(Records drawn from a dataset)
*** Begin section ***
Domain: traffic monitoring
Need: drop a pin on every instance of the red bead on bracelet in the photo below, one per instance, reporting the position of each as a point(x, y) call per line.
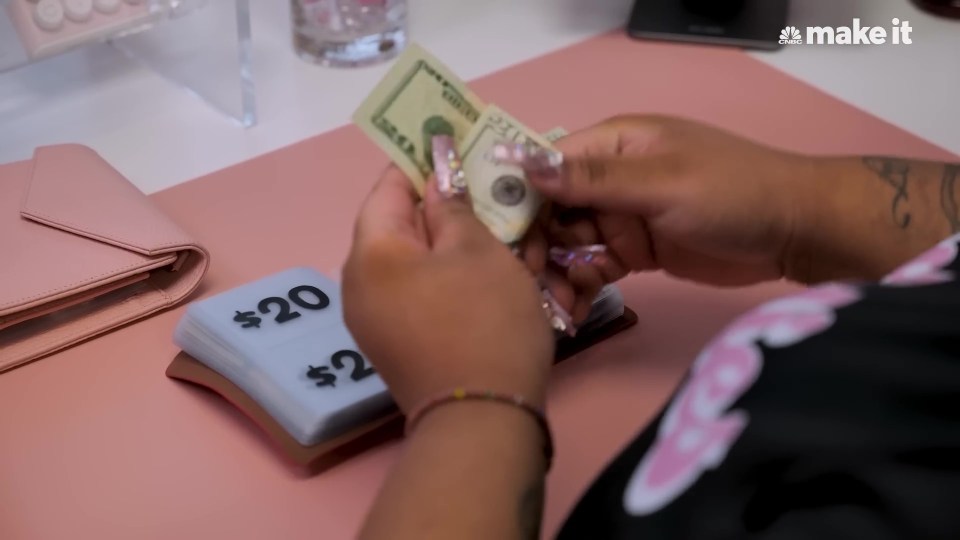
point(461, 394)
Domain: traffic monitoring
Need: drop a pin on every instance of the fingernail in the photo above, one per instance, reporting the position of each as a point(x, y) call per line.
point(591, 254)
point(560, 320)
point(529, 156)
point(451, 181)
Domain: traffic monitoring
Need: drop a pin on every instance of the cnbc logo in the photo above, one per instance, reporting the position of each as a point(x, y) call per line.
point(855, 34)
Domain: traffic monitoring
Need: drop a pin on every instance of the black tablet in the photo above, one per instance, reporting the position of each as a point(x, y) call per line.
point(752, 24)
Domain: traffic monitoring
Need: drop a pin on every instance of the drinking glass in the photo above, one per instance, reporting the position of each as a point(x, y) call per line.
point(349, 33)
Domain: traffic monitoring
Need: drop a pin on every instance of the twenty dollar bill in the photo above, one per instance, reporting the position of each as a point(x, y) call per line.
point(418, 98)
point(502, 197)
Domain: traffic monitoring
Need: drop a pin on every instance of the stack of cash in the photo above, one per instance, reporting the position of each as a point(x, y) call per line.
point(420, 98)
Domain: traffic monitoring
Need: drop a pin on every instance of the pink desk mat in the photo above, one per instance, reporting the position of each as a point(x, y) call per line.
point(96, 442)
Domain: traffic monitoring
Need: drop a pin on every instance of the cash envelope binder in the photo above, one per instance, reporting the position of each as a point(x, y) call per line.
point(82, 251)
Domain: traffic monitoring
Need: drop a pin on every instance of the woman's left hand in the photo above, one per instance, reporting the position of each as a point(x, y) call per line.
point(436, 301)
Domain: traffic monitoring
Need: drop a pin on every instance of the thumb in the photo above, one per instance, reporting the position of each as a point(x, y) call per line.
point(611, 183)
point(449, 218)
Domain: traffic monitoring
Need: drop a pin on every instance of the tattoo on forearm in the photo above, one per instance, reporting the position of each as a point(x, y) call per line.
point(530, 511)
point(896, 174)
point(948, 196)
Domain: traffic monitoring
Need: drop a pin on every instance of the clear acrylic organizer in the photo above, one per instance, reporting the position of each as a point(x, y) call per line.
point(201, 46)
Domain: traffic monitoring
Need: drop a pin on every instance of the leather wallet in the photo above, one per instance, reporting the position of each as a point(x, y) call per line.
point(82, 252)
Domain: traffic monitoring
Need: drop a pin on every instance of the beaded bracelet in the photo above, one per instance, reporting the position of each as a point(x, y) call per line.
point(461, 394)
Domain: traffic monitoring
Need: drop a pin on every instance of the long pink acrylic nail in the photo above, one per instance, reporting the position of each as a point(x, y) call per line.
point(529, 156)
point(451, 180)
point(559, 319)
point(591, 254)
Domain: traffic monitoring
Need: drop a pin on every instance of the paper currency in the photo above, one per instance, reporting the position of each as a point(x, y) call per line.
point(417, 99)
point(502, 197)
point(555, 134)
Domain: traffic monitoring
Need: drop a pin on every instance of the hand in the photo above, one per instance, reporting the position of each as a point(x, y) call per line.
point(436, 301)
point(675, 195)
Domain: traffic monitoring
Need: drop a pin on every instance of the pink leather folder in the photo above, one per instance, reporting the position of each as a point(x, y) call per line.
point(82, 251)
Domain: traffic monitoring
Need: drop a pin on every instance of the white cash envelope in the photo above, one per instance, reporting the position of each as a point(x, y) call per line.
point(271, 361)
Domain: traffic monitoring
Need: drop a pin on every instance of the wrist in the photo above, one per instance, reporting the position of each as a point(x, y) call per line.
point(487, 425)
point(854, 221)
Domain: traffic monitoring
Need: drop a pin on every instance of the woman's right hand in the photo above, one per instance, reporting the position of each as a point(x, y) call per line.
point(671, 194)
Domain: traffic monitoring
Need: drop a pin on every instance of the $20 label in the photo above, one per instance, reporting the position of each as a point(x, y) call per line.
point(249, 319)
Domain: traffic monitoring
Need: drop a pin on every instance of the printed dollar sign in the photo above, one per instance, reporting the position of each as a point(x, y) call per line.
point(323, 378)
point(248, 319)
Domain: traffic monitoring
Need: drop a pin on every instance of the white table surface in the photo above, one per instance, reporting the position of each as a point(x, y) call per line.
point(159, 135)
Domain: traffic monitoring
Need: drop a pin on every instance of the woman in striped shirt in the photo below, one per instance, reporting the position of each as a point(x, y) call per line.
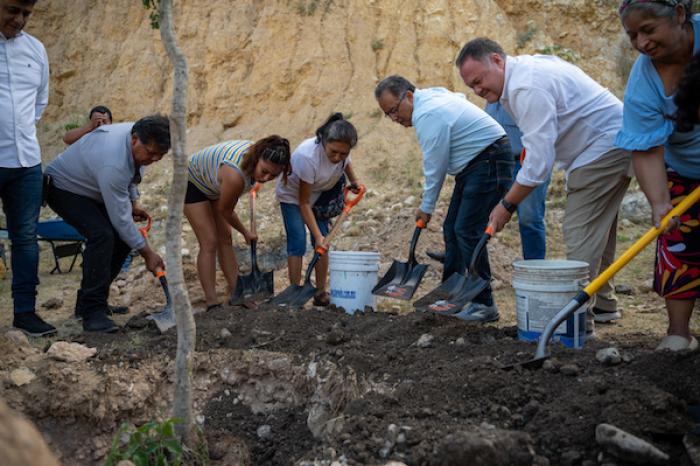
point(218, 176)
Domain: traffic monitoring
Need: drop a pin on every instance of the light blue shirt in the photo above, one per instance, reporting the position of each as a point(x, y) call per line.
point(451, 131)
point(647, 121)
point(24, 93)
point(498, 113)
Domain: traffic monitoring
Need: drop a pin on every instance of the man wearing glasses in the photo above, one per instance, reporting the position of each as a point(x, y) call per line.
point(460, 139)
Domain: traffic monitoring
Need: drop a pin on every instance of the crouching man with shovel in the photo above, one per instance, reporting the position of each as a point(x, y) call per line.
point(460, 139)
point(90, 188)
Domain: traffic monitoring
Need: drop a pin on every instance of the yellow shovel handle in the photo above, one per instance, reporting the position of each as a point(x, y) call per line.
point(641, 243)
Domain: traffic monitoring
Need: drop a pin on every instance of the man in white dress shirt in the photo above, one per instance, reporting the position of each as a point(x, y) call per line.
point(570, 121)
point(24, 93)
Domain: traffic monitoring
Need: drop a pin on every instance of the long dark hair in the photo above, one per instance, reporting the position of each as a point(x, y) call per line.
point(688, 96)
point(337, 128)
point(273, 149)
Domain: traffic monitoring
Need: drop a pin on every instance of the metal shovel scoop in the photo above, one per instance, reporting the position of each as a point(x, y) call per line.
point(164, 319)
point(458, 290)
point(541, 354)
point(402, 278)
point(256, 285)
point(298, 295)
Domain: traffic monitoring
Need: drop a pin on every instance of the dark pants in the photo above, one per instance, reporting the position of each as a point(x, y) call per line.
point(478, 188)
point(104, 249)
point(20, 191)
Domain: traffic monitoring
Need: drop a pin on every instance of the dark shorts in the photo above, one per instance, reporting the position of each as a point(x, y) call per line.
point(677, 270)
point(194, 195)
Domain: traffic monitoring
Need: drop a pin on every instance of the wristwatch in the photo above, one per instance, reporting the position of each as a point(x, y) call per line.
point(509, 206)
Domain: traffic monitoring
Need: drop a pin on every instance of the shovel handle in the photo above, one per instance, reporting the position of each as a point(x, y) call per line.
point(253, 195)
point(145, 230)
point(480, 247)
point(349, 204)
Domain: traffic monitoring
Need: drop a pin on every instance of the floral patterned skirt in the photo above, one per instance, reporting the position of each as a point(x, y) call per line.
point(677, 269)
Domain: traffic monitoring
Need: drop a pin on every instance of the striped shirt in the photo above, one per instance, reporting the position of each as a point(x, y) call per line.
point(203, 169)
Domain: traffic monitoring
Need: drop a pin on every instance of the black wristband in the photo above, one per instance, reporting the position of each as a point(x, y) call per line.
point(510, 207)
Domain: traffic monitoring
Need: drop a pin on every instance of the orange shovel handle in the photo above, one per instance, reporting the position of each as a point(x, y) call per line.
point(144, 230)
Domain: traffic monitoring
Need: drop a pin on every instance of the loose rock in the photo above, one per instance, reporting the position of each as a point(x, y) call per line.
point(609, 356)
point(22, 376)
point(70, 352)
point(52, 303)
point(628, 447)
point(425, 341)
point(571, 370)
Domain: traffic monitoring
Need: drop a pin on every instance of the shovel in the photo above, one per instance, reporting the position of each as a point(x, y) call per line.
point(298, 295)
point(165, 318)
point(256, 285)
point(458, 290)
point(402, 278)
point(541, 354)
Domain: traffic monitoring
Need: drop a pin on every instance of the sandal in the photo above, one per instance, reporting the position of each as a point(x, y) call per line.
point(677, 343)
point(322, 299)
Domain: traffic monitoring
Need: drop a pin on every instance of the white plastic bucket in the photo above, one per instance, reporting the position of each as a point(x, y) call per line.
point(353, 275)
point(543, 288)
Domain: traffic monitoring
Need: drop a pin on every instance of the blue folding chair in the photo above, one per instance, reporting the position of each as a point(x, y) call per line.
point(65, 241)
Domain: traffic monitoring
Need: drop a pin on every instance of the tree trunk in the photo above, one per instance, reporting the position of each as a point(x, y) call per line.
point(186, 329)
*** End section ***
DIRECTIONS FOR THIS TASK:
A reply should hold exactly the lines from the one containing "Need: drop a pin on every instance of the striped" through the end of the data above, nothing more.

OUTPUT OF THE TASK:
Need: drop a pin on every instance of the striped shirt in the photo above, one per instance, reporting the position of each as a point(x, y) call per line.
point(203, 169)
Domain: traffic monitoring
Need: drop a pin on every instance of the black wristband in the photo above, one per instance, reporting the position of each as a point(x, y) call per line.
point(510, 207)
Domain: traffic monitoring
Need: drop a pin on every instance of the orange shovel handle in the photo above, one per instance, reporting the position of each as a point(x, y) call per line.
point(144, 230)
Domain: traffic monitoring
Need: drop a pin on every instance of the loose rock in the photo above, one per instance, reporting the position of each as a point(x, y) call per line.
point(609, 356)
point(22, 376)
point(70, 352)
point(52, 303)
point(628, 447)
point(425, 341)
point(571, 370)
Domain: traffic monitoring
Need: drop a pin on every instance of the shovel in the photo above, one per instance, reporting the position of each as a point(x, y) call per line.
point(298, 295)
point(165, 318)
point(256, 285)
point(458, 290)
point(402, 278)
point(541, 354)
Domain: traffic monitoring
Need: drop a pin on every instance of the sandal in the photo above, one per instance, reporting the position of each as a point(x, y) call per line.
point(677, 343)
point(322, 299)
Domain: traffic monitoring
Need: drop a pin on every instance of the white plastic bucket in the photo above, one per instance, reporting the position of each as a point(x, y) call per line.
point(353, 275)
point(543, 288)
Domain: traffic monitoring
Need: drop a pin on every instance of the blue folding chair in the photo above, one per instance, reporting the position of each as a point(x, y) call per line.
point(65, 241)
Domain: traffic monitoring
Need: drop a pin on every instance of the tree trunk in the photo above, one per instance, reporting the position of each as a point(x, y) call per line.
point(186, 329)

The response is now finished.